### [OBJECTIVE]
How many lines in the listing below contain the string "striped"? Reply with the number alone.

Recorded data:
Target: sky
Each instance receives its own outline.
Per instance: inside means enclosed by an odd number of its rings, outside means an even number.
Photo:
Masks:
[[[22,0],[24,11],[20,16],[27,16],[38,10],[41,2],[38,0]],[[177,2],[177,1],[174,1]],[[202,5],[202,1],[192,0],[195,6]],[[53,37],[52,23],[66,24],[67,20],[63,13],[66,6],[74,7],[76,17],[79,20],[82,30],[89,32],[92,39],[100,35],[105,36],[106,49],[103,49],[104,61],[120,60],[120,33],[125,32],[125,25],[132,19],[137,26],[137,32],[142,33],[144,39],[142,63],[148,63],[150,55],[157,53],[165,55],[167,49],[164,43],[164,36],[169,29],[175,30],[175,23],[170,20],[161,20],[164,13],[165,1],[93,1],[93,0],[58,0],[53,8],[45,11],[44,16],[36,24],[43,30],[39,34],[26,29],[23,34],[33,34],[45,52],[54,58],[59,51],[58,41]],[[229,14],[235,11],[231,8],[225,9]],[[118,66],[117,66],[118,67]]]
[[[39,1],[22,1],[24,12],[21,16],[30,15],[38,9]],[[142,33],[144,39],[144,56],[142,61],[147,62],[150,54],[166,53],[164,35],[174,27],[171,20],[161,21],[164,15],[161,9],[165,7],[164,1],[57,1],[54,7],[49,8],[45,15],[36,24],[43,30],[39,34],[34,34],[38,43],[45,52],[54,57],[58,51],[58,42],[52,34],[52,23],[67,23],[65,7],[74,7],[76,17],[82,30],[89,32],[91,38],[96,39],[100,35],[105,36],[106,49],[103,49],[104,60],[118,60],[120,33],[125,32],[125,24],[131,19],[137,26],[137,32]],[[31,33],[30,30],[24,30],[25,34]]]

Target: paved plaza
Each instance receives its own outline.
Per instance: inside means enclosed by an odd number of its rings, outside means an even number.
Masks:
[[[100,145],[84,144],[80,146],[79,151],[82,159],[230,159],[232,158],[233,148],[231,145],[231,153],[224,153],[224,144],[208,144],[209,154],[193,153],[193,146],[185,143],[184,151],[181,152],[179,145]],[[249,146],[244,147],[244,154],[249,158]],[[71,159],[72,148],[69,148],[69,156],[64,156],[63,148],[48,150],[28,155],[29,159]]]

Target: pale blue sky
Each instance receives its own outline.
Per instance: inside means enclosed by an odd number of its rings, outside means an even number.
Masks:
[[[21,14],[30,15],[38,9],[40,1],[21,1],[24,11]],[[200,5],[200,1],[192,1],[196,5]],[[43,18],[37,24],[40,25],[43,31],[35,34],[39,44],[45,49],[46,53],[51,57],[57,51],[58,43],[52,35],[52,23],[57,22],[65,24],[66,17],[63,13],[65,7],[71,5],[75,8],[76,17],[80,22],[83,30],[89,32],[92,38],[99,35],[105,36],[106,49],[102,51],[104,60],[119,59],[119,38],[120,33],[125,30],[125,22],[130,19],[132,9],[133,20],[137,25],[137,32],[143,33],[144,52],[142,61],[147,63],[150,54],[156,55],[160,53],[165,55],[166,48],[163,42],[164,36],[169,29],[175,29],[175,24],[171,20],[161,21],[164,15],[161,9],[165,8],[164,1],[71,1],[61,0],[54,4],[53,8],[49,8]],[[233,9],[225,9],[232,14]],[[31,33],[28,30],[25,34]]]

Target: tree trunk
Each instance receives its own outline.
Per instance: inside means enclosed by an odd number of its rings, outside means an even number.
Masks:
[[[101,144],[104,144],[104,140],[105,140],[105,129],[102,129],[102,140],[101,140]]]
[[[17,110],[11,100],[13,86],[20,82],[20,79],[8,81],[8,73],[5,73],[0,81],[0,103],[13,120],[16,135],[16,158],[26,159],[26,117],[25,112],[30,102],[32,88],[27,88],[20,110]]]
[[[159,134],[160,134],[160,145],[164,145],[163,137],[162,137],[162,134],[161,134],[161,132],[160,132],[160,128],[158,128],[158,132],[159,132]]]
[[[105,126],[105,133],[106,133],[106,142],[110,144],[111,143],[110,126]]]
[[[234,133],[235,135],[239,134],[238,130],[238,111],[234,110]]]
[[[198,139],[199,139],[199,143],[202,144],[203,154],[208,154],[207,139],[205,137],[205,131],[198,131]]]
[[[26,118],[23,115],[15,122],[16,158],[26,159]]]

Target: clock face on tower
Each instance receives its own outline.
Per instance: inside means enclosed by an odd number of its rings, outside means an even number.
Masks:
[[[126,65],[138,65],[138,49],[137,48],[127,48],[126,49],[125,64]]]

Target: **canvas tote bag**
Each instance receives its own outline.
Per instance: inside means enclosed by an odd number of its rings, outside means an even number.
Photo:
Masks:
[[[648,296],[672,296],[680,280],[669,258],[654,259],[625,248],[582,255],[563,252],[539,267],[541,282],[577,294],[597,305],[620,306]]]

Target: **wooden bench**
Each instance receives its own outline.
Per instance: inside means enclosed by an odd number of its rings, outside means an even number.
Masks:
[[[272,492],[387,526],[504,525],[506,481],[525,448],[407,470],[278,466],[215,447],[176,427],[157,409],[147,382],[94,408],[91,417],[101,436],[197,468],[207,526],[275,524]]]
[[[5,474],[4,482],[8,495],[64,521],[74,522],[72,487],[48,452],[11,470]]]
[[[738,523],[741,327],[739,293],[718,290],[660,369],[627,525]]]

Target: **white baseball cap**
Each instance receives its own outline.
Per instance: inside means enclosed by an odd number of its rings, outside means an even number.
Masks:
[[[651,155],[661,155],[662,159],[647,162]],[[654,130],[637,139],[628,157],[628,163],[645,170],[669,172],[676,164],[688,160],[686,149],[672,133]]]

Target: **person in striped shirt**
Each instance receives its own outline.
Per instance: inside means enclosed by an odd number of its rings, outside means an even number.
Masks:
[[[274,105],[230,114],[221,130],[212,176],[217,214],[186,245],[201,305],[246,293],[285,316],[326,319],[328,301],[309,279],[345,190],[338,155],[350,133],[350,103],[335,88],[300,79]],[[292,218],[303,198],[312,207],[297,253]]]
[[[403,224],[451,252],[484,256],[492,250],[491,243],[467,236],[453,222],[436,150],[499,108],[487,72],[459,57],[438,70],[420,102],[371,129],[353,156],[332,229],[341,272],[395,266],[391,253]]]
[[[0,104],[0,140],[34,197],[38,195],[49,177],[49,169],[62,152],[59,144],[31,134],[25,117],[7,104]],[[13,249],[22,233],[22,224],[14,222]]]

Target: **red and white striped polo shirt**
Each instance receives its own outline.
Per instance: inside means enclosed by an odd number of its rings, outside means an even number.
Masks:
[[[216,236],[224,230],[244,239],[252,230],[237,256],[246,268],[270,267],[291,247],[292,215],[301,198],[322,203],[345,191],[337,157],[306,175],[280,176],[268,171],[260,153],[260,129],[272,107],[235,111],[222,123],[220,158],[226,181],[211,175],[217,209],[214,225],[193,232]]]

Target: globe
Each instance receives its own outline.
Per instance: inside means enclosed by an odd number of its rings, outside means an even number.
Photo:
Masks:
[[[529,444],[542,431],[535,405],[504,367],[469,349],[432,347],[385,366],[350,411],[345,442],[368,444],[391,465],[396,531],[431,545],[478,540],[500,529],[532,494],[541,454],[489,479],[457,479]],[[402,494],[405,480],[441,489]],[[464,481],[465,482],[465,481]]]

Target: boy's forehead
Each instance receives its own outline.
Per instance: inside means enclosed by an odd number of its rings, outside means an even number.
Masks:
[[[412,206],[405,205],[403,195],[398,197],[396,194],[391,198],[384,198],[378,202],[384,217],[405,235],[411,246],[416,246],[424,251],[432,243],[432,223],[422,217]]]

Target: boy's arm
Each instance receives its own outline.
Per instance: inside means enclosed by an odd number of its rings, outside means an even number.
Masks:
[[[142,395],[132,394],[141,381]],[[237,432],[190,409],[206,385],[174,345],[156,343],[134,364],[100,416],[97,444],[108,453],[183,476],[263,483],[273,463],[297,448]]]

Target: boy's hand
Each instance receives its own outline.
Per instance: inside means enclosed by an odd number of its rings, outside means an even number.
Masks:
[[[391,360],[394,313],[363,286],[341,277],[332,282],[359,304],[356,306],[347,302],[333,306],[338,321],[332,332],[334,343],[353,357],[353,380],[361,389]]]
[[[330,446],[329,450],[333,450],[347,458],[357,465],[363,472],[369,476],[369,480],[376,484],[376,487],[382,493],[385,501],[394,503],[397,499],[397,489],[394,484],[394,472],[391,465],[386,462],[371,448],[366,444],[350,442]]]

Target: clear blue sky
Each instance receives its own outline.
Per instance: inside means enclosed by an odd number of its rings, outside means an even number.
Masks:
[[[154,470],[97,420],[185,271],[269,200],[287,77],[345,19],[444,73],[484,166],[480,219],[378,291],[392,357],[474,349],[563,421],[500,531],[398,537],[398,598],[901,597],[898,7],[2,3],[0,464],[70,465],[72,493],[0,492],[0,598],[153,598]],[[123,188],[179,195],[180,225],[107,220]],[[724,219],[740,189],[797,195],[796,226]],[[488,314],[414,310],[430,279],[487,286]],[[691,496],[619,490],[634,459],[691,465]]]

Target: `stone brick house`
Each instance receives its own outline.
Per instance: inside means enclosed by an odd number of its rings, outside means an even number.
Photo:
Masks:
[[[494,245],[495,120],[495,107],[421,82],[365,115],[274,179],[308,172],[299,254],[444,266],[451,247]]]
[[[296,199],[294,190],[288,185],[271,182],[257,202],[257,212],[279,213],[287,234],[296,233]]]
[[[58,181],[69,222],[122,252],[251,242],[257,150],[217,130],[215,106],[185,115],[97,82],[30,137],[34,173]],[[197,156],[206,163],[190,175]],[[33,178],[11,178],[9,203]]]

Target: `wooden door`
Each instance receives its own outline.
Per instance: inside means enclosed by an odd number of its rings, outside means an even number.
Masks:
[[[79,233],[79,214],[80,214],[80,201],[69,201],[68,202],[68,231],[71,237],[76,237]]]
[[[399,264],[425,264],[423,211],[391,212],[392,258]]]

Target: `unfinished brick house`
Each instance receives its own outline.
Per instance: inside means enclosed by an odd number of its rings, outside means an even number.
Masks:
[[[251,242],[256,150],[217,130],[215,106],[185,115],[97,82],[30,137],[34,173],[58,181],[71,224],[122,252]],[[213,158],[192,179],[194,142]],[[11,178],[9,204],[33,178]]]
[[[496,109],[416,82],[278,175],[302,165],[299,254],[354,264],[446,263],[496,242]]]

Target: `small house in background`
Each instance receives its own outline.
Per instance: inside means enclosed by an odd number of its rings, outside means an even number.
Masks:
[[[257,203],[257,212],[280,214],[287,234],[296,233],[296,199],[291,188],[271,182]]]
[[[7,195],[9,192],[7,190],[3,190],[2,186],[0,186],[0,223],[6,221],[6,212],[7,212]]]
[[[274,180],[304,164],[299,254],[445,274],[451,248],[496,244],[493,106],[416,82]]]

### [SOLUTION FOR THIS PROBLEM]
2